> [WHAT NEEDS TO BE DONE] Rewrite the lines running from the one with "Can you find the steep" through the end of the entries, swapping "screenshot" for "image" and keeping everything else the same. Omit the pictures.

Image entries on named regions
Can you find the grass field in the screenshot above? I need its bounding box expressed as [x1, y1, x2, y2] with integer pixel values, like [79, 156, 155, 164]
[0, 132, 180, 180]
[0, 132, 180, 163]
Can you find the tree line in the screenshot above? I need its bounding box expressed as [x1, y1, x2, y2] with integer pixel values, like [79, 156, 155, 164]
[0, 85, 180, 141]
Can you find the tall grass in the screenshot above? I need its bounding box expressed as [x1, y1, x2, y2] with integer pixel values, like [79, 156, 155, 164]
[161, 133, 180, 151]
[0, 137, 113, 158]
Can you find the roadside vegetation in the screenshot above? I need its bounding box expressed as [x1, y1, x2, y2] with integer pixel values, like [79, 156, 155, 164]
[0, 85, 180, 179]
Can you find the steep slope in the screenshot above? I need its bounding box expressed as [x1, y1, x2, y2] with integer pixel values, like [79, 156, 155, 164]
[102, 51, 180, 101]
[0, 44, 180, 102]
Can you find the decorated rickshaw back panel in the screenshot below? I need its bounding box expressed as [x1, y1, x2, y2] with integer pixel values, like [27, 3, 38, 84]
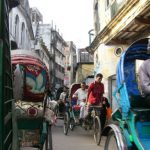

> [THE ANSWER]
Can you find the steep slope in the image above? I need its bounding box expressed as [x1, y1, x2, y2] with integer pixel values, like [79, 156, 155, 164]
[102, 51, 180, 101]
[0, 44, 180, 102]
Can you find the decorated rickshaw back panel in the image below? I need its bounding box expressed as [x1, y1, x2, y2] with integer pixel values, like [27, 3, 38, 84]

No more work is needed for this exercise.